However, our current deep learning approaches fail to capture these two key ingredients. For example, the state-of-the-art approaches based on two-stream ConvNets [1, 2] are still learning to classify actions based on individual video frame or local motion vectors. Local motion clearly fails to model the dynamics of shape changes. To tackle this limitation, recent work has also focused on modeling long term temporal information with Recurrent Neural Networks [3,4,5,6] and 3D Convolutions [7,8,9,10]. However, all these frameworks focus on the features extracted from the whole scenes and fail to capture long-range temporal dependencies (transformations) or region-based relationships. In fact, most of the actions are classified based on the background information instead of capturing the key objects (e.g., the book in “opening a book”) as observed in [11].

On the other hand, there have been several efforts to specifically model the human-object or object-object interactions [12, 13]. This direction have been recently revisited with ConvNets in an effort to improve object detection [14,15,16], visual relationship detection [17] and action recognition [18], etc. However, the relationship reasoning is still performed in static images failing to capture temporal dynamics of these interactions. Thus, it is very hard for these approaches to capture the changes of object states over time as well as the causes and effects of these changes.

In this paper, we propose to perform long-range temporal modeling of human-object and object-object relationships via a graph-based reasoning framework. Unlike existing approaches which focus on local motion vectors, our model takes in a long range video sequence (e.g., more than 100 frames or 5 s). We represent the input video as a space-time region graph where each node in the graph represent region of interest in the video. Region nodes are connected by two types of edges: appearance-similarity and spatio-temporal proximity. Specifically, (i) Similarity Relations: regions which have similar appearance or semantically related are connected together. With similarity relations, we can model how the states of the same object change and the long range dependencies between any two objects in any frames. (ii) Spatial-Temporal Relations: objects which overlap in space and close in time are connected together via these edges. With spatial-temporal relations, we can capture the interactions between nearby objects as well as the temporal ordering of object state changes.

**TASK OBJECTIVE:**
Resume the excerpt about graph-based modeling of object relationships in video, starting right after its last sentence.

Stored dataset items
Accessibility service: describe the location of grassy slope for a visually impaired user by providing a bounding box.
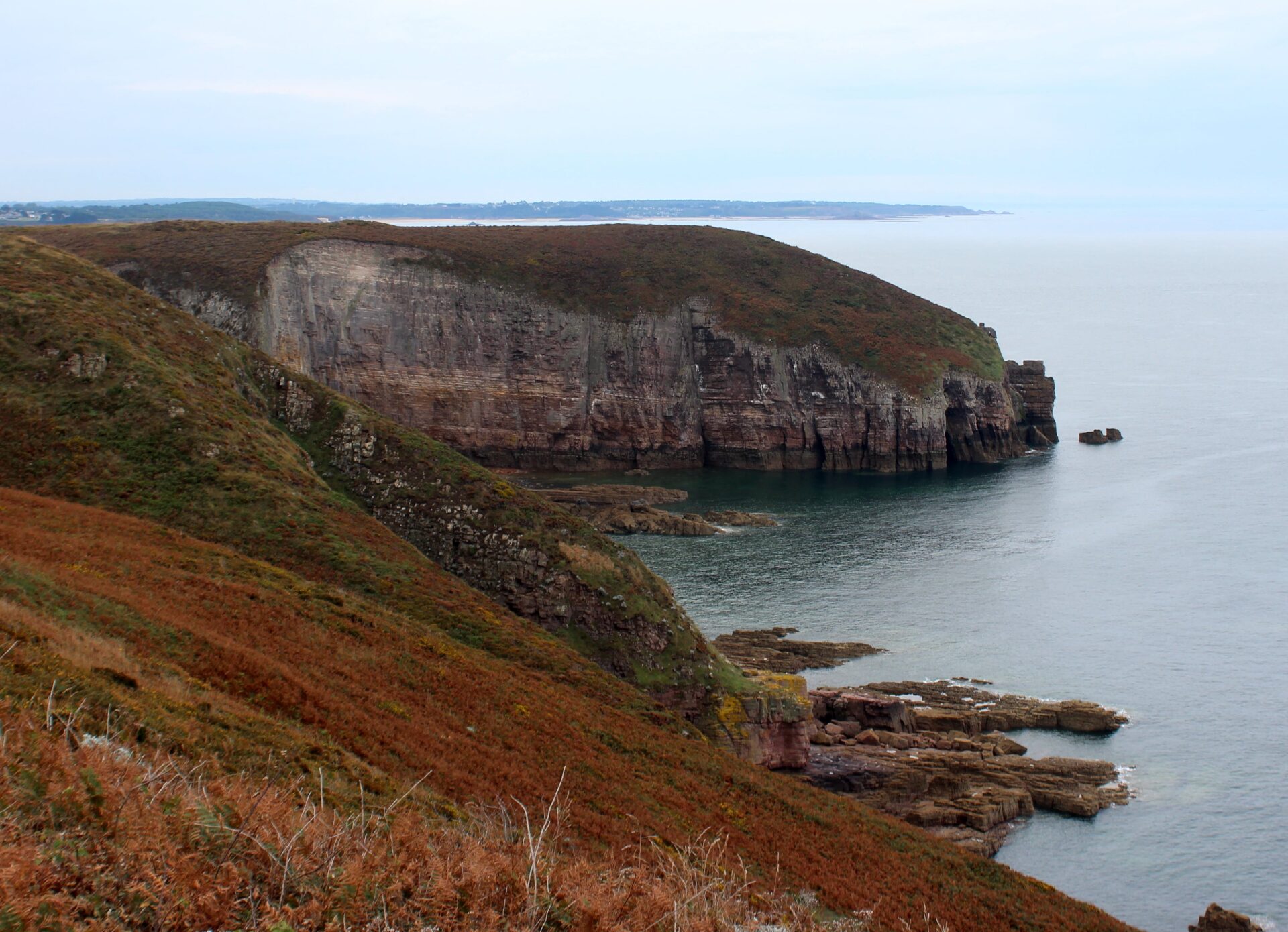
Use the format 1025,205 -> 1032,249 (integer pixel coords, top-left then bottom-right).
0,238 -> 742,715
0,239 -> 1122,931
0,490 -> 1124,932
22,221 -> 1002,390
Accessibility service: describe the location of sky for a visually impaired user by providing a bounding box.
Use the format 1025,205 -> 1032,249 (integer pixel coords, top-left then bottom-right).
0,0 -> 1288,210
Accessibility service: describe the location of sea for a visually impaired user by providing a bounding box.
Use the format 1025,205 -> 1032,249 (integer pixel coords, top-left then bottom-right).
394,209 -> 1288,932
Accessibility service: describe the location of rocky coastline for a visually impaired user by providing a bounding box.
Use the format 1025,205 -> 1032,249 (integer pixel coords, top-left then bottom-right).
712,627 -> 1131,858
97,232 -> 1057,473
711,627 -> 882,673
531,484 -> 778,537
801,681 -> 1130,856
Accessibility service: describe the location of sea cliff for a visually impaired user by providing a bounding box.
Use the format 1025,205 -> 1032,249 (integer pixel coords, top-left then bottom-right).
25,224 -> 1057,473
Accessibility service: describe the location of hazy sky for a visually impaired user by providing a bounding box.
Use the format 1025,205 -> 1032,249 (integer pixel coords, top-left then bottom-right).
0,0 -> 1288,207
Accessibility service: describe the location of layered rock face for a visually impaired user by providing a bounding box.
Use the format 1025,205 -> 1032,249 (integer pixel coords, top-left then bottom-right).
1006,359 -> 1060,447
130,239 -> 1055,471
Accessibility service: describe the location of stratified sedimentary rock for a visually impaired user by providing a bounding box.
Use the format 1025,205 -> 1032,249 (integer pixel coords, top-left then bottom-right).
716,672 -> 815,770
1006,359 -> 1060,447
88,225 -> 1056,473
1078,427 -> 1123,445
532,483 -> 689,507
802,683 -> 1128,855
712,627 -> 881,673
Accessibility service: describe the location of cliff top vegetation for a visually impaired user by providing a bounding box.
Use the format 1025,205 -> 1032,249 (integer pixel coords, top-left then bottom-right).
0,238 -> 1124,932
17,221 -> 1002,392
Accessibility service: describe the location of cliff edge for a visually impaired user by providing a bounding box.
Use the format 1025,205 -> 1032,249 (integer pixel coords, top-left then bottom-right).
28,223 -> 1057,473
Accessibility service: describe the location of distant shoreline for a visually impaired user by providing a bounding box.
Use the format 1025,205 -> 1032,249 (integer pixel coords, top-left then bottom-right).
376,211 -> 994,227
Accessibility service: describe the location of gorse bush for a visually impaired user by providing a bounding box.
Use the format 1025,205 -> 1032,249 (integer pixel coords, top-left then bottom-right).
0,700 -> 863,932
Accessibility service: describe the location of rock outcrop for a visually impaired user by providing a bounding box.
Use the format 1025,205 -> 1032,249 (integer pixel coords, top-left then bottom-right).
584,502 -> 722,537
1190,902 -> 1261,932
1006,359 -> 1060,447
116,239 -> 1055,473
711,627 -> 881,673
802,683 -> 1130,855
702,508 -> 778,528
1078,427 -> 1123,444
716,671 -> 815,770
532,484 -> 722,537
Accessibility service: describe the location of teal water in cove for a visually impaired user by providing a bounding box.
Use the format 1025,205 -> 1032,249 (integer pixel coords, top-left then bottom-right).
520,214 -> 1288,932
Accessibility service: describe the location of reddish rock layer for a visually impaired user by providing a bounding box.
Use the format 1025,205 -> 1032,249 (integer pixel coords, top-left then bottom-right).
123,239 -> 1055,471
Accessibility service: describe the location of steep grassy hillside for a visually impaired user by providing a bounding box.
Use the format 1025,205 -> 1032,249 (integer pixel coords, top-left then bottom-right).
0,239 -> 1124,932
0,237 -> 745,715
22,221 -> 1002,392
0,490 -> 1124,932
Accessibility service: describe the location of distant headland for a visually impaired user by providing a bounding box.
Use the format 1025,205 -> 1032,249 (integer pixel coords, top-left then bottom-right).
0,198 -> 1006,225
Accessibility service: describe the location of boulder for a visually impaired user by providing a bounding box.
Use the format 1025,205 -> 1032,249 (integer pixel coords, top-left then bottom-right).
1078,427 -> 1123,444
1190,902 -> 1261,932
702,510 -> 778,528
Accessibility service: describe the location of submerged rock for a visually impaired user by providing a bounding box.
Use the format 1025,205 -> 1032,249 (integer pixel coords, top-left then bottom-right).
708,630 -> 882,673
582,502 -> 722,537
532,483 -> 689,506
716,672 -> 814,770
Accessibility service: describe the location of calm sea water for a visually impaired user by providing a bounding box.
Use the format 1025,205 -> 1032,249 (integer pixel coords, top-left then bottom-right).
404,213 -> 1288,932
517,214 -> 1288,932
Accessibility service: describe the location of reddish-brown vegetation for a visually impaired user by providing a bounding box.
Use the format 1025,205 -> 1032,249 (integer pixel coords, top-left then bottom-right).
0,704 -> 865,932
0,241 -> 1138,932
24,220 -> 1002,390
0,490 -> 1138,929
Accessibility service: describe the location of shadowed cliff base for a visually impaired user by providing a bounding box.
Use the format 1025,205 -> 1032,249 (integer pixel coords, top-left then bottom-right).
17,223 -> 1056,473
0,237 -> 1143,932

...

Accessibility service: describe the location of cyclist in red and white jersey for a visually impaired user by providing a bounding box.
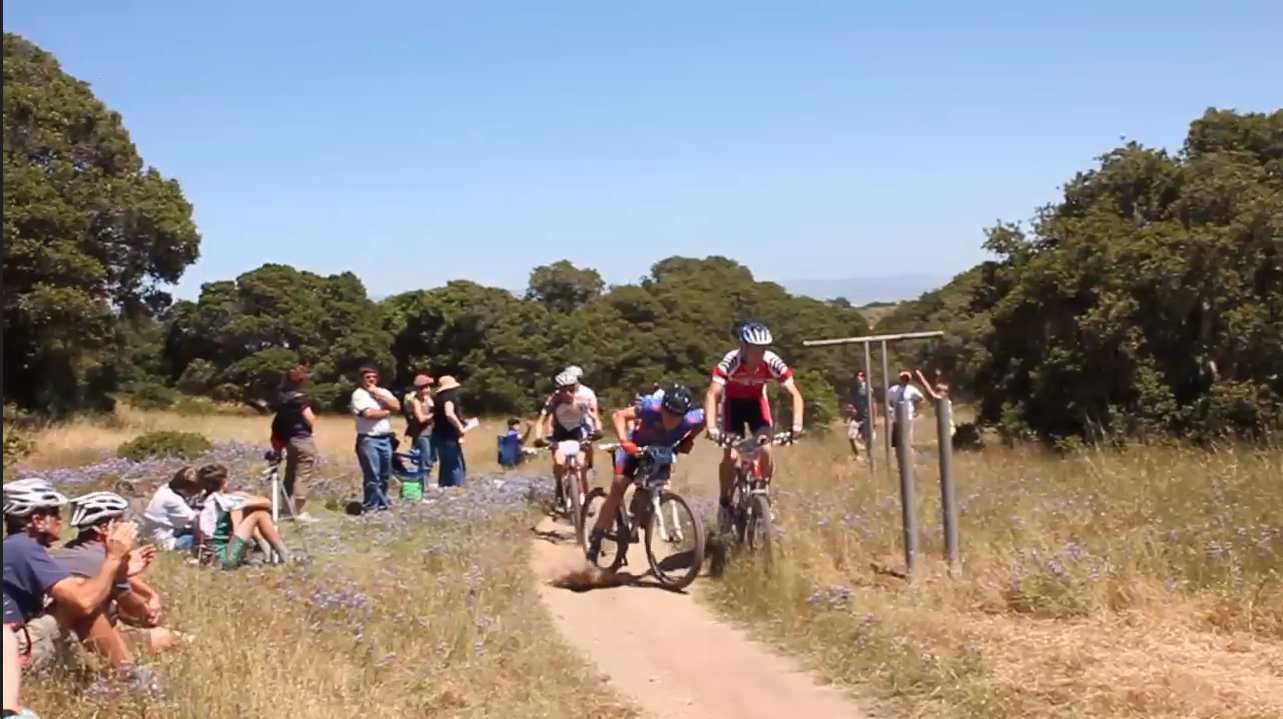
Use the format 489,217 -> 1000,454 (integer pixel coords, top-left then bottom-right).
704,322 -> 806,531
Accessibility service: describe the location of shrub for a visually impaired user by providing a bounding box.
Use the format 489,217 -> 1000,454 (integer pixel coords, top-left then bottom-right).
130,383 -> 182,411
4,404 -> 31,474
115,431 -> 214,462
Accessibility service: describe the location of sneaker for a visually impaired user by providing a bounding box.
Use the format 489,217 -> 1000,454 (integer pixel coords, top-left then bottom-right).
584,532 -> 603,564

**RESULT FOR THIS TASK:**
Given the graph representation, we perform reasoning on the graph and infer the action by applying the Graph Convolution Networks (GCNs) [19]. We conduct our experiments in the challenging Charades [20] and 20BN-Something-Something [21] datasets. Both datasets are extremely challenging as the actions cannot be easily inferred by the background of the scene and the 2D appearance of the objects or humans. Our model shows significant improvements over state-of-the-art results of action recognition. Especially in the Charades dataset, we obtain \(4.4\%\) boost.

Our contributions include: (a) A novel graph representation with variant relationships between objects in a long range video; (b) A Graph Convolutional Network for reasoning with multiple relation edges; (c) state-of-the-art performance with a significant gain in action recognition in complex environments.

2 Related Work

Video Understanding Models. Spatio-temporal reasoning is one of the core research areas in the field of video understanding and action recognition. However, most of the early work has focused on using spatio-temporal appearance features. For example, a large effort has been spent on manually designing the video features [22,23,24,25,26,27,28,29,30,31]. Some of the hand-designed features such as the Improved Dense Trajectory (IDT) [23] are still widely applied and show very competitive results in different video related tasks. However, instead of designing hand-crafted features, recent researches have focused towards learning deep representations from the video data [1, 2, 32,33,34,35,36,37]. One of the most popular model is the two-Stream ConvNets [1] where temporal information is model by a network with 10 optical flow frames as inputs (<1 s). To better model longer-term information, a lot of work has been focused on using Recurrent Neural Networks (RNNs) [3,4,5, 38,39,40,41,42,43] and 3D ConvNets [8, 9, 44,45,46,47,48]. However, these frameworks focus on extracting features from the whole scenes and can hardly model the relationships between different object instances in space and time.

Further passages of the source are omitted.